Extracto de datos:
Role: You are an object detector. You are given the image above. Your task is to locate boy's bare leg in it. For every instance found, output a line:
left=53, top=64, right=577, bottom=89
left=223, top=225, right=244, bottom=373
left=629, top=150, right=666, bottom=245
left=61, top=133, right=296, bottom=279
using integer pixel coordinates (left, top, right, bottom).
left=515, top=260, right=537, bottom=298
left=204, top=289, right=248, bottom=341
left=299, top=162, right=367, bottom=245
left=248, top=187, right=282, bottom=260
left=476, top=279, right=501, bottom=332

Objetivo:
Cambia "boy's bare leg" por "girl's bare arm" en todas las líneas anteriores y deja lo demás sin modificar.

Respuesta:
Role: You are an object detector. You are given the image above. Your task is to locate girl's bare arm in it. For every instance found, output a line:
left=53, top=64, right=577, bottom=89
left=223, top=225, right=244, bottom=373
left=629, top=150, right=666, bottom=245
left=61, top=133, right=296, bottom=279
using integer pixel coordinates (left, top, right, bottom).
left=515, top=260, right=537, bottom=298
left=204, top=289, right=248, bottom=341
left=299, top=162, right=367, bottom=245
left=248, top=187, right=282, bottom=260
left=476, top=279, right=501, bottom=332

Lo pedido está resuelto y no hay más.